**EXCERPTED PASSAGE**
Figure 2 Pascals Law
In thermodynamics, a control volume was defined as a fixed region in space where one studies
the masses and energies crossing the boundaries of the region. This concept of a control volume
is also very useful in analyzing fluid flow problems. The boundary of a control volume for fluid
flow is usually taken as the physical boundary of the part through which the flow is occurring.
The control volume concept is used in fluid dynamics applications, utilizing the continuity,
momentum, and energy principles mentioned at the beginning of this chapter. Once the control
volume and its boundary are established, the various forms of energy crossing the boundary with
the fluid can be dealt with in equation form to solve the fluid problem. Since fluid flow
problems usually treat a fluid crossing the boundaries of a control volume, the control volume
approach is referred to as an "open" system analysis, which is similar to the concepts studied in
thermodynamics. There are special cases in the nuclear field where fluid does not cross the
control boundary. Such cases are studied utilizing the "closed" system approach.

**DATASET SECTION**
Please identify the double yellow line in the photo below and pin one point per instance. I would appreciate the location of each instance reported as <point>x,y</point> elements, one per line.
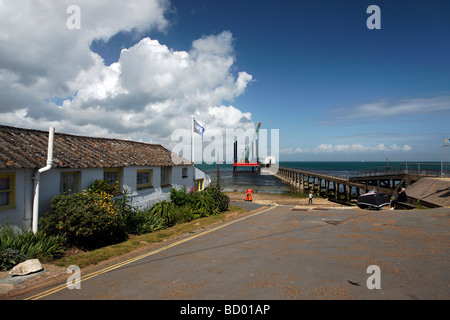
<point>145,255</point>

**EXERCISE OBJECTIVE**
Pick up the passage on control volumes in fluid flow after its final sentence and continue it in the same style.

**RESPONSE FOR THIS EXERCISE**
Regardless of the nature of the flow, all flow situations are found to be subject to the established
basic laws of nature that engineers have expressed in equation form. Conservation of mass and
conservation of energy are always satisfied in fluid problems, along with Newtons laws of
motion. In addition, each problem will have physical constraints, referred to mathematically as
boundary conditions, that must be satisfied before a solution to the problem will be consistent
with the physical results.